Monday, June 11, 2012

Is there a reliability intelligence failure at your organization?


Is there a reliability intelligence failure at your organization?
by Terrence O'Hanlon, Publisher and CEO Reliabilityweb.com and Uptime Magazine

I just finished reading an article that reported on a recent Pentagon study about our battlefield effectiveness and performance in the Iraq and Afghanistan wars.

The report states, “that U.S. troops didn’t understand the basic realities of society, culture and power structures in Iraq and Afghanistan, and couldn’t explain what they were doing to skeptical populations.”

We were slow to recognize the importance of information and the battle for the narrative in achieving objectives at all levels,” according to a May 23 draft of the study.”

In operations in Iraq, Afghanistan and elsewhere,” the report reads, “a failure to recognize, acknowledge and accurately define the operational environment led to a mismatch between forces, capabilities, missions and goals.”
The report considers these issues less a strategy failure than an intelligence failure.

Think about that.  The United States military arguably has the best strategies, techniques, technologies and tools available yet by ignoring things as important as the local culture and history, they were not able to use the resources to their advantage. They suffered intelligence failures.

In addition, the U.S. soldiers and leaders were unable to effectively “tell the story” of the mission to the locals in a way that they would not only stop them from undermining U.S efforts but might actually get them to “buy-in” and “support” the mission goals.

=== Required task ===
Summarize the post on reliability intelligence failure in two sentences. The lines that come next have nothing to do with the post.

=== Dataset extract ===
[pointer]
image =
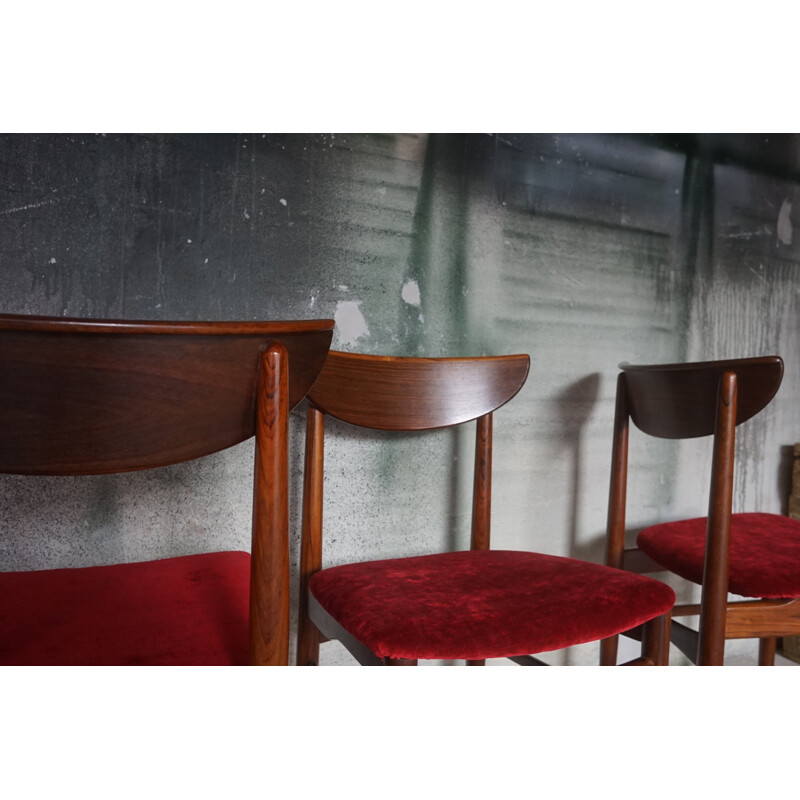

=== Finished task ===
A Pentagon study found that U.S. troops in Iraq and Afghanistan didn't understand the local society, culture and power structures, were slow to recognize the importance of information and the battle for the narrative, and couldn't explain their mission to skeptical populations. The study treats these problems less as a strategy failure than as an intelligence failure: despite having arguably the best strategies, technologies and tools, the military ignored local culture and history and so could not use its resources to its advantage.